Buck-boost converter

The buck–boost converter is a type of DC-DC converter that has an output voltage magnitude that is either greater than or less than the input voltage magnitude. It is a switch mode power supply with a similar circuit topology to the boost converter and the buck converter. The output voltage is adjustable based on the duty cycle of the switching transistor

The basic principle of the buck–boost converter is fairly simple:

  • while in the On-state, the input voltage source is directly connected to the inductor (L). This results in accumulating energy in L. In this stage, the capacitor supplies energy to the output load.
  • while in the Off-state, the inductor is connected to the output load and capacitor, so energy is transferred from L to C and R.

Compared to the buck and boost converters, the characteristics of the buck–boost converter are mainly:

  • polarity of the output voltage is opposite to that of the input;
  • the output voltage can vary continuously from 0 to -\infty (for an ideal converter). The output voltage ranges for a buck and a boost converter are respectively 0 to Vi and Vi to \infty.

- [Coordinate annotation entries]:
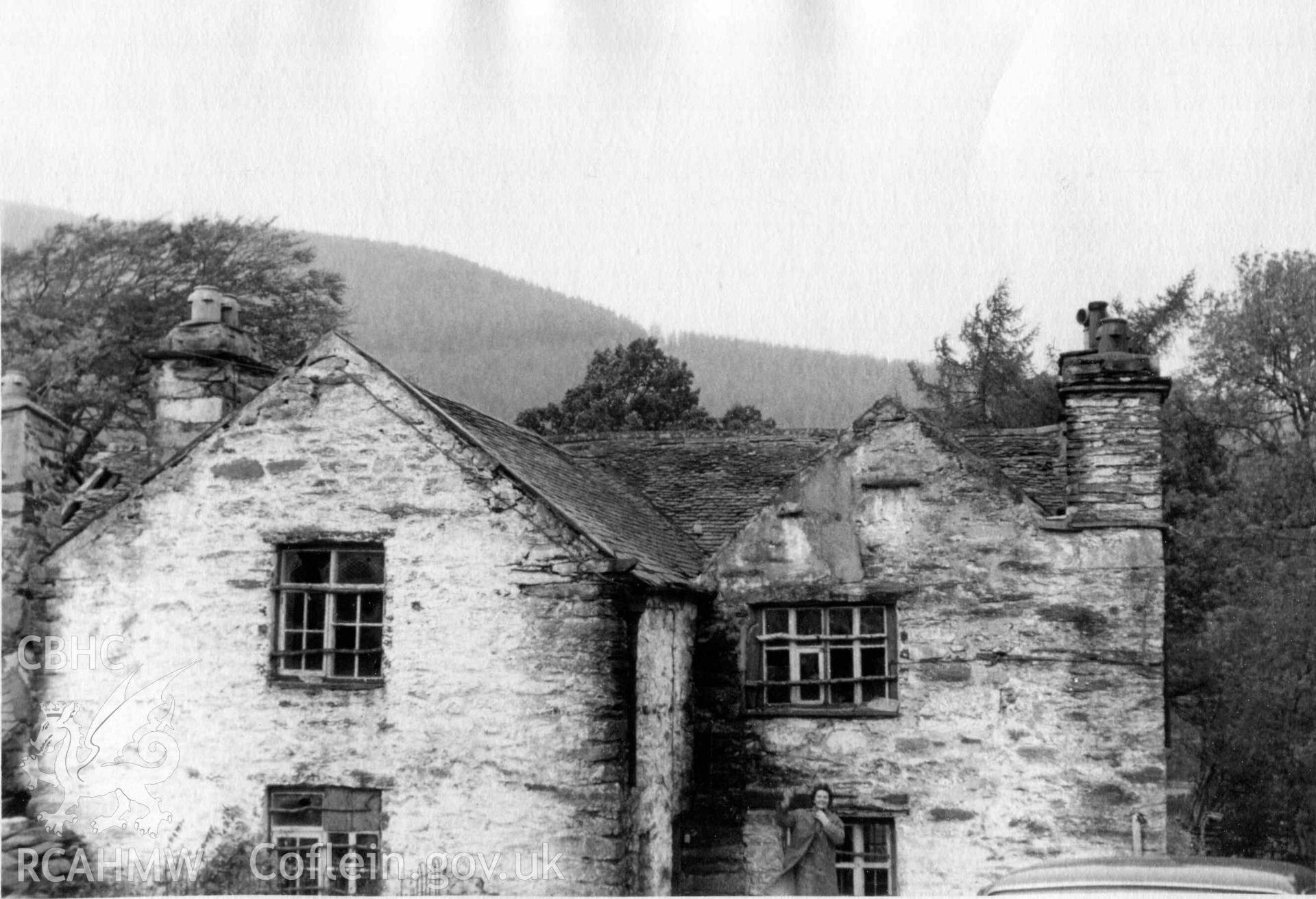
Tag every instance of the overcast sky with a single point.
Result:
(842, 175)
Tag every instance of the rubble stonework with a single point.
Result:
(568, 635)
(1029, 720)
(500, 724)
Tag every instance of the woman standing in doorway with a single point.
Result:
(814, 835)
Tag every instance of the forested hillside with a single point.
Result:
(504, 345)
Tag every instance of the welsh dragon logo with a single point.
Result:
(124, 750)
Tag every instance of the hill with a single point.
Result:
(502, 344)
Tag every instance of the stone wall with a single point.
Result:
(663, 643)
(502, 724)
(191, 394)
(1114, 445)
(1029, 719)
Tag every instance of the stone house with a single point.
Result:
(396, 627)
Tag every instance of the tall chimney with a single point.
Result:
(206, 367)
(1112, 427)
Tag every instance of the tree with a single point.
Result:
(1153, 327)
(745, 417)
(1256, 352)
(1241, 556)
(87, 303)
(995, 383)
(636, 387)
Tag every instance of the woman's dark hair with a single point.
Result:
(827, 789)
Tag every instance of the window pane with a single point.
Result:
(875, 841)
(370, 665)
(294, 610)
(873, 661)
(777, 620)
(811, 666)
(361, 567)
(873, 619)
(306, 566)
(842, 663)
(316, 611)
(808, 620)
(370, 637)
(875, 882)
(344, 665)
(840, 621)
(295, 809)
(842, 666)
(373, 607)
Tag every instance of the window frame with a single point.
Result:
(317, 864)
(329, 623)
(757, 645)
(846, 859)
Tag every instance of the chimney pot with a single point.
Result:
(15, 386)
(1093, 319)
(1112, 336)
(230, 311)
(207, 303)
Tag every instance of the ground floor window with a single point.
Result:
(327, 840)
(866, 861)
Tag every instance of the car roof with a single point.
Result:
(1158, 873)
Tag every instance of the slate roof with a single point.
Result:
(708, 483)
(1029, 457)
(603, 508)
(598, 504)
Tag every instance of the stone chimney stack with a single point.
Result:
(1112, 427)
(206, 367)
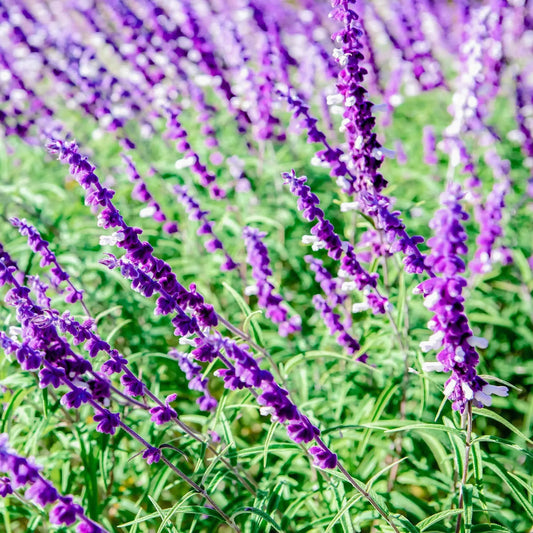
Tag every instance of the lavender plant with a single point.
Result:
(181, 350)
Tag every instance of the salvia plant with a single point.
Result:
(266, 266)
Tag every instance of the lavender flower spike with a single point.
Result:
(443, 295)
(273, 303)
(23, 472)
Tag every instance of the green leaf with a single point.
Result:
(423, 525)
(494, 416)
(502, 473)
(260, 513)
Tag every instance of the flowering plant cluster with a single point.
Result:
(227, 305)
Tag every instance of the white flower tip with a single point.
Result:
(360, 307)
(433, 366)
(477, 342)
(251, 290)
(498, 390)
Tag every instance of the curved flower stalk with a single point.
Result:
(324, 236)
(416, 49)
(23, 472)
(127, 237)
(334, 297)
(244, 371)
(333, 322)
(479, 80)
(208, 61)
(161, 278)
(192, 372)
(57, 274)
(365, 152)
(42, 346)
(72, 83)
(489, 216)
(191, 159)
(116, 363)
(331, 287)
(206, 227)
(140, 192)
(430, 146)
(258, 259)
(524, 119)
(443, 295)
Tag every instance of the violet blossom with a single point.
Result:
(443, 296)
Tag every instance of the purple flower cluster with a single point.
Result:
(192, 372)
(206, 227)
(323, 236)
(443, 296)
(489, 216)
(191, 159)
(42, 247)
(23, 472)
(258, 259)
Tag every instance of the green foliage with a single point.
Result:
(388, 427)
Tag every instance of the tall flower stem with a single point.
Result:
(366, 495)
(201, 491)
(466, 462)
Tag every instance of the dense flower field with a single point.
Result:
(266, 266)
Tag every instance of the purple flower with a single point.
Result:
(152, 455)
(302, 430)
(42, 493)
(88, 527)
(132, 386)
(107, 421)
(443, 295)
(323, 458)
(75, 398)
(66, 512)
(51, 376)
(429, 143)
(162, 414)
(5, 487)
(115, 365)
(23, 472)
(257, 257)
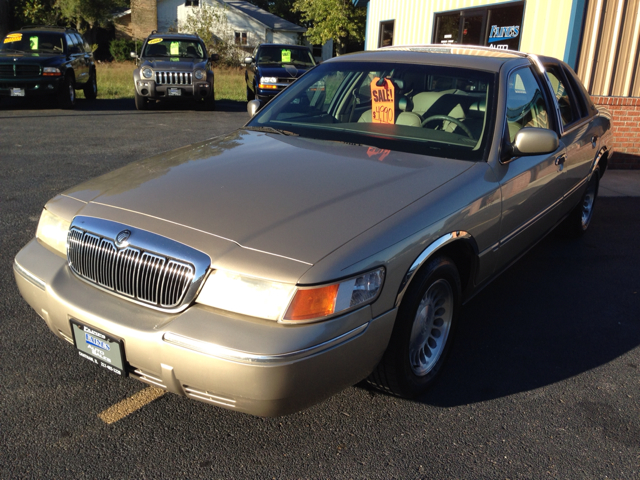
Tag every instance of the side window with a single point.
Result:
(84, 46)
(568, 111)
(72, 44)
(526, 106)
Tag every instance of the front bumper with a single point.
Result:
(198, 91)
(253, 366)
(35, 86)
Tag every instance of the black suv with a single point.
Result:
(273, 67)
(174, 67)
(47, 61)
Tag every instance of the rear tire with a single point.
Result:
(423, 332)
(67, 96)
(91, 88)
(580, 217)
(141, 102)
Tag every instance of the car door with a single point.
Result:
(76, 57)
(579, 132)
(86, 55)
(531, 186)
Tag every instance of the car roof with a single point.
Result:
(174, 36)
(464, 56)
(285, 45)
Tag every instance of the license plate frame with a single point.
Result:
(99, 347)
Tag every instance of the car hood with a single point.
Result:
(30, 58)
(164, 64)
(283, 72)
(287, 196)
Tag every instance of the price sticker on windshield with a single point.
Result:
(13, 37)
(383, 102)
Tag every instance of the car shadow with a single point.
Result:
(111, 105)
(567, 307)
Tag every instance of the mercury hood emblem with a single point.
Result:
(122, 239)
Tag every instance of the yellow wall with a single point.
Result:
(544, 30)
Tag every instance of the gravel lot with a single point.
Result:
(543, 381)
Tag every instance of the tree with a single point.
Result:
(336, 20)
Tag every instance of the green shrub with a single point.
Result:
(121, 49)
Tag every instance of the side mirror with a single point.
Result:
(532, 141)
(253, 106)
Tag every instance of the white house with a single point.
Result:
(247, 24)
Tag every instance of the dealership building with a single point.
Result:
(599, 39)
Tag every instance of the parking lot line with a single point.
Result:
(130, 405)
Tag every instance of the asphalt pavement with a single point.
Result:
(543, 380)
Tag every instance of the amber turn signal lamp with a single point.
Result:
(313, 303)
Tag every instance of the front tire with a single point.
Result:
(423, 333)
(67, 96)
(141, 102)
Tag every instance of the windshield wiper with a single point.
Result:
(272, 130)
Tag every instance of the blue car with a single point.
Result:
(273, 67)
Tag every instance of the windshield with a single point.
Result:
(424, 109)
(32, 42)
(158, 47)
(285, 56)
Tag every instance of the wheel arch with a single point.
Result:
(459, 246)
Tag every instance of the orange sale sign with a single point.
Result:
(383, 101)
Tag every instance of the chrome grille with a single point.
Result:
(173, 78)
(132, 272)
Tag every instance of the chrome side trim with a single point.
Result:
(209, 397)
(28, 276)
(239, 356)
(422, 258)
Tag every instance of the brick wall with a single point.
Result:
(144, 17)
(626, 130)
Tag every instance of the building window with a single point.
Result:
(241, 38)
(386, 34)
(496, 27)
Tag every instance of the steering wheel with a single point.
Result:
(458, 123)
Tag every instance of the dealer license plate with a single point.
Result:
(98, 347)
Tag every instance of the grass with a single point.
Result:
(115, 80)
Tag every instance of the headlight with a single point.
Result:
(270, 300)
(53, 231)
(246, 295)
(51, 72)
(317, 303)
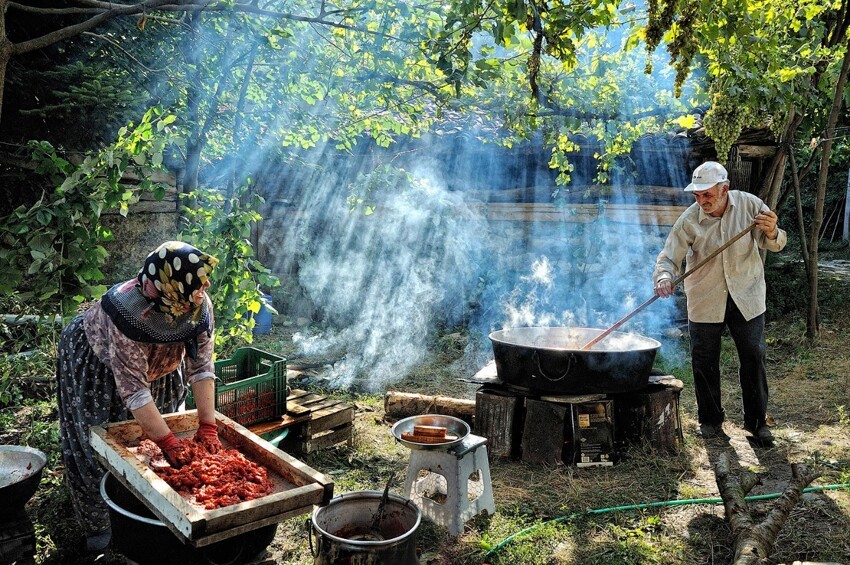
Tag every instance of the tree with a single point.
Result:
(769, 63)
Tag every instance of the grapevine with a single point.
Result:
(660, 14)
(683, 47)
(724, 123)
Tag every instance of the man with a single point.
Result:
(729, 291)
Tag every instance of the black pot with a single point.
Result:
(141, 537)
(550, 360)
(20, 474)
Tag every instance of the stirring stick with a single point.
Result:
(682, 277)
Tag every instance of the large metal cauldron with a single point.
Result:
(143, 539)
(345, 531)
(551, 360)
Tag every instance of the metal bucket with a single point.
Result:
(142, 538)
(344, 535)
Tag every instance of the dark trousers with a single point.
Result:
(705, 360)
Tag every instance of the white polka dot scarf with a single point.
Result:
(175, 277)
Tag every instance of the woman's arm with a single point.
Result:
(151, 421)
(203, 392)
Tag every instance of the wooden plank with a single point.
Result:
(650, 415)
(543, 436)
(339, 435)
(326, 420)
(297, 486)
(285, 421)
(498, 417)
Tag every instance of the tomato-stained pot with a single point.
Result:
(551, 360)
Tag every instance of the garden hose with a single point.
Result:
(641, 506)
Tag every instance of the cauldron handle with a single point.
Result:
(536, 358)
(310, 539)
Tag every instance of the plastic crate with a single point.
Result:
(248, 362)
(252, 386)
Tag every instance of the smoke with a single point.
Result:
(396, 249)
(395, 257)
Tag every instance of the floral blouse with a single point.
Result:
(135, 363)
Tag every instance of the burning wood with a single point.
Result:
(418, 438)
(434, 431)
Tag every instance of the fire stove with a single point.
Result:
(17, 539)
(583, 430)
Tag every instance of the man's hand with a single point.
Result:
(664, 288)
(766, 222)
(207, 435)
(174, 450)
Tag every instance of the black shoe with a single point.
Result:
(762, 435)
(97, 542)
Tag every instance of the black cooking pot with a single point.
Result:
(142, 537)
(20, 473)
(551, 360)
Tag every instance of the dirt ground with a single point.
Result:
(810, 410)
(810, 415)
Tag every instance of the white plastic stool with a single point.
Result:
(448, 494)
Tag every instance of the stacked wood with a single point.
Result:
(754, 541)
(404, 404)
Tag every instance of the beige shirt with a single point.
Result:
(737, 272)
(135, 363)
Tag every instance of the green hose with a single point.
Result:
(652, 505)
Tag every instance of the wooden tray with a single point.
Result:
(297, 486)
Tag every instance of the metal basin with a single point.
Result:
(454, 426)
(20, 473)
(552, 360)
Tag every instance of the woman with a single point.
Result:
(131, 355)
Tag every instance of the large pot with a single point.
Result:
(346, 531)
(143, 539)
(551, 360)
(20, 474)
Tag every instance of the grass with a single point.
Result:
(810, 396)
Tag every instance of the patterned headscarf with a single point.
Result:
(174, 278)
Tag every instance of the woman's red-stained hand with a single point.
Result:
(207, 435)
(173, 450)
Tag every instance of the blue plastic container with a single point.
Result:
(263, 318)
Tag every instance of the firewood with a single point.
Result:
(435, 431)
(754, 541)
(410, 436)
(403, 404)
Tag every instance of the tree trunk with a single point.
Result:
(754, 542)
(845, 232)
(813, 317)
(5, 50)
(404, 404)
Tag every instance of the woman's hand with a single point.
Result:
(174, 450)
(207, 435)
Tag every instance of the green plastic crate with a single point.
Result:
(252, 386)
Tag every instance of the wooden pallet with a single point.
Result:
(313, 422)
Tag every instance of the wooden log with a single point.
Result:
(410, 436)
(754, 541)
(404, 404)
(431, 431)
(544, 436)
(650, 415)
(499, 418)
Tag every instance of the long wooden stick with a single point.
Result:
(676, 281)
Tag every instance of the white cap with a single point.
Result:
(707, 175)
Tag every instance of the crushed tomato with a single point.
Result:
(212, 481)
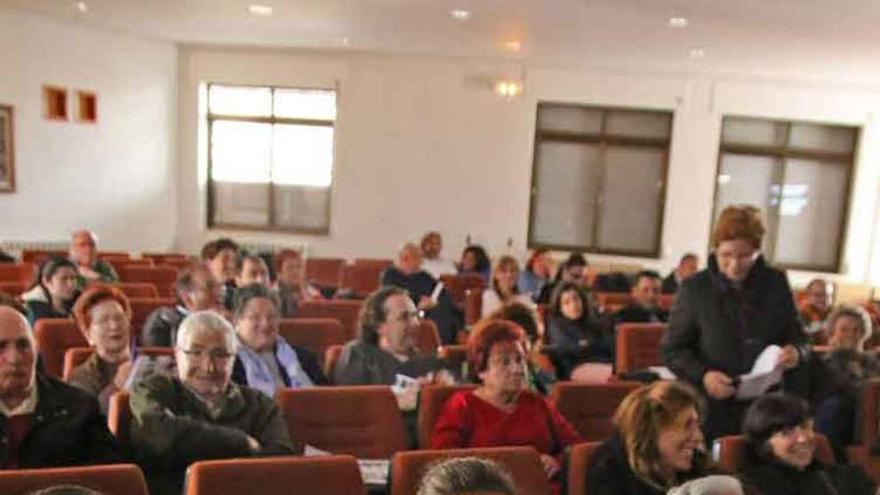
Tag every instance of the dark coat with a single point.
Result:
(775, 478)
(609, 472)
(715, 326)
(67, 429)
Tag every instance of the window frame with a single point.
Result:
(602, 140)
(210, 118)
(781, 153)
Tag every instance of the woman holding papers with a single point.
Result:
(727, 315)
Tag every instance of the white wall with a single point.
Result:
(422, 145)
(116, 177)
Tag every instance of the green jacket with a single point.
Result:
(172, 428)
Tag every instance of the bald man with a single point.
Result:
(44, 422)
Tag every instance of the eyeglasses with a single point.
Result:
(216, 355)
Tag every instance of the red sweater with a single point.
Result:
(468, 421)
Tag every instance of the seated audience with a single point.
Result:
(780, 447)
(535, 275)
(541, 372)
(196, 290)
(265, 361)
(815, 309)
(574, 334)
(503, 289)
(44, 422)
(54, 292)
(687, 266)
(386, 346)
(432, 244)
(573, 269)
(467, 475)
(502, 411)
(407, 274)
(645, 294)
(475, 260)
(221, 255)
(103, 314)
(84, 253)
(291, 284)
(657, 444)
(201, 414)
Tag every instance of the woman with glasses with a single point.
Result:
(502, 411)
(103, 314)
(265, 361)
(200, 413)
(726, 315)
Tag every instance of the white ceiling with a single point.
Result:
(839, 38)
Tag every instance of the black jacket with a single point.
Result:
(715, 326)
(609, 472)
(67, 429)
(775, 478)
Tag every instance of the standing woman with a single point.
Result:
(727, 314)
(54, 291)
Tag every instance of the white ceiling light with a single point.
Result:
(260, 10)
(678, 22)
(460, 15)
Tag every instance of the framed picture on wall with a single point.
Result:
(7, 155)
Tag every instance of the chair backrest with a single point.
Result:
(326, 272)
(315, 334)
(163, 277)
(523, 463)
(431, 400)
(346, 311)
(141, 308)
(17, 272)
(54, 336)
(458, 285)
(119, 417)
(78, 355)
(331, 356)
(361, 421)
(111, 479)
(731, 451)
(590, 406)
(362, 279)
(579, 458)
(144, 290)
(324, 475)
(638, 346)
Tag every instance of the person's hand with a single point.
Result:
(426, 303)
(551, 467)
(718, 385)
(788, 357)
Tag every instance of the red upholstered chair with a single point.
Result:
(523, 463)
(111, 479)
(17, 272)
(590, 406)
(326, 272)
(315, 334)
(731, 451)
(431, 400)
(327, 475)
(163, 277)
(138, 290)
(579, 458)
(54, 336)
(638, 345)
(360, 421)
(346, 311)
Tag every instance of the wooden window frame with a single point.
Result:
(780, 154)
(603, 139)
(270, 186)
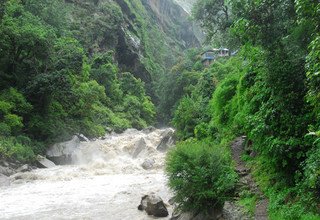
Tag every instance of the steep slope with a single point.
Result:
(145, 35)
(186, 4)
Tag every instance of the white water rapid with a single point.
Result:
(105, 182)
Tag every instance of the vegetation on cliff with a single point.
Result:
(268, 91)
(71, 67)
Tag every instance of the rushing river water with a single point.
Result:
(105, 182)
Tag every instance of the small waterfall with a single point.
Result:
(105, 181)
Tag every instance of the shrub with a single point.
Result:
(200, 175)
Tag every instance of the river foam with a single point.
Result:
(106, 181)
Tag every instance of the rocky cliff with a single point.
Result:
(186, 4)
(146, 36)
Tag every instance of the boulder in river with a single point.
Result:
(61, 153)
(153, 205)
(212, 214)
(4, 180)
(24, 168)
(148, 164)
(149, 130)
(139, 146)
(83, 138)
(43, 162)
(6, 170)
(167, 140)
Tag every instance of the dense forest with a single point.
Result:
(72, 67)
(86, 67)
(268, 91)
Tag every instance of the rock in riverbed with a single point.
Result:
(4, 180)
(148, 164)
(43, 162)
(61, 153)
(153, 205)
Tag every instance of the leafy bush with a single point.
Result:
(200, 175)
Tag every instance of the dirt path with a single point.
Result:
(237, 149)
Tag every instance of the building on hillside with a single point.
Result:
(209, 56)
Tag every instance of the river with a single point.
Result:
(106, 181)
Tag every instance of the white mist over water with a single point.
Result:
(106, 182)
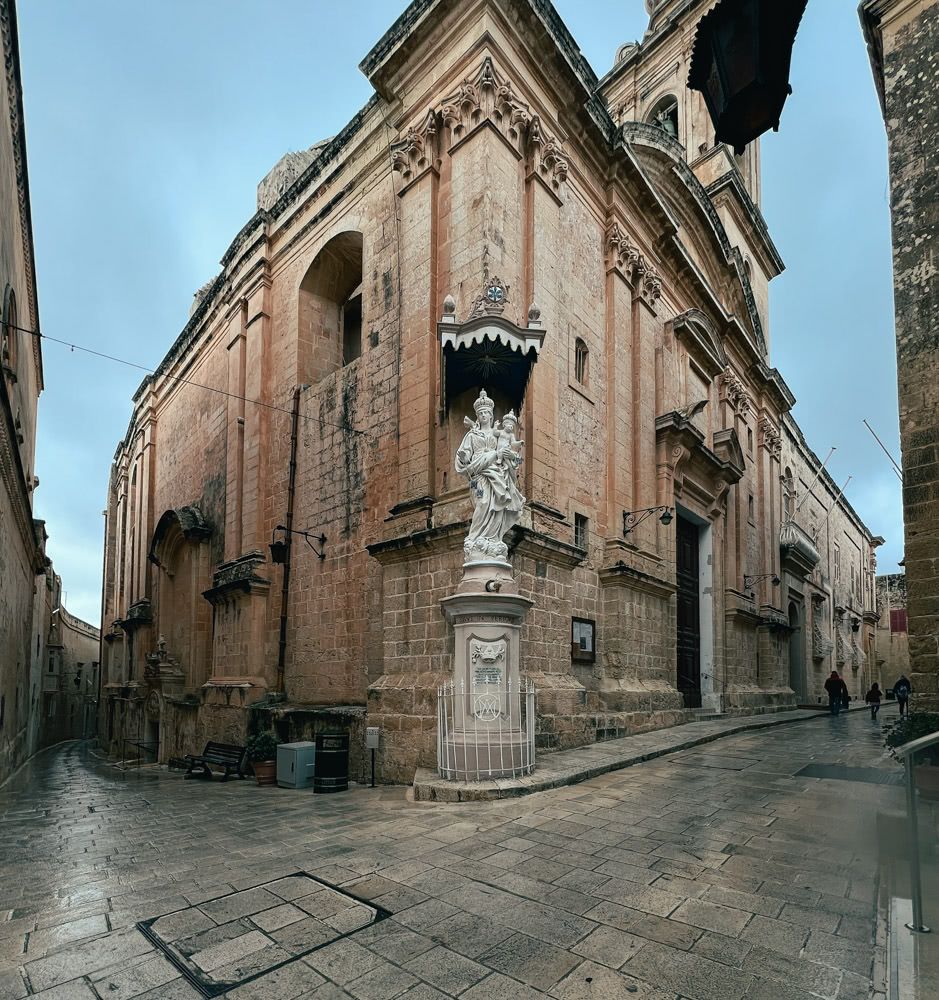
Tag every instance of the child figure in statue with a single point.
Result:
(509, 446)
(488, 459)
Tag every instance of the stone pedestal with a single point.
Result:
(483, 734)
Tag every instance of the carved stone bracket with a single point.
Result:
(734, 392)
(770, 438)
(623, 255)
(485, 97)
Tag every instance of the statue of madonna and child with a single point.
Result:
(489, 457)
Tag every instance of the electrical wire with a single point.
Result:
(179, 378)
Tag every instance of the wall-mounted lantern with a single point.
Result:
(279, 546)
(740, 63)
(631, 518)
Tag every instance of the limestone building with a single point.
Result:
(22, 539)
(893, 648)
(69, 667)
(829, 565)
(903, 39)
(495, 217)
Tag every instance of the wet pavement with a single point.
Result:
(715, 873)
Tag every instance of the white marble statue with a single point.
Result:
(489, 458)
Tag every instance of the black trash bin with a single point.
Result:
(331, 768)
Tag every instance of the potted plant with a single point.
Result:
(262, 752)
(926, 763)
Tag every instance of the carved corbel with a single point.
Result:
(622, 253)
(416, 149)
(734, 392)
(769, 438)
(650, 285)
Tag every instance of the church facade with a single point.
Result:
(496, 217)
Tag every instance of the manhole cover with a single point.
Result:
(231, 940)
(840, 772)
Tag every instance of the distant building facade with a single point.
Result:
(903, 39)
(831, 606)
(893, 647)
(495, 217)
(22, 540)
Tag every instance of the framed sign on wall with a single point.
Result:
(583, 640)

- [Written instruction A]: In the passage on the buck–boost converter, what supplies energy to the output load during the On-state?
- [Written instruction B]: Carry the buck–boost converter passage forward, picking up right after its final sentence.

- [Reply A]: The capacitor.

- [Reply B]:
1. Continuous mode

If the current through the inductor L never falls to zero during a commutation cycle, the converter is said to operate in continuous mode. The current and voltage waveforms in an ideal converter can be seen in Figure 3.

From t = 0 to t=D\,T, the converter is in On-State, so the switch S is closed. The rate of change in the inductor current (IL) is therefore given by

\frac{\operatorname{d}I_{\text{L}}}{\operatorname{d}t}=\frac{V_i}{L}

At the end of the On-state, the increase of IL is therefore:

\Delta I_{\text{L}_{\text{On}}}=\int_0^{D\,T}\operatorname{d}I_{\text{L}}=\int_0^{D\, T}\frac{V_i}{L} \, \operatorname{d}t=\frac{V_i\,D\,T}{L}

D is the duty cycle. It represents the fraction of the commutation period T during which the switch is On. Therefore D ranges between 0 (S is never on) and 1 (S is always on).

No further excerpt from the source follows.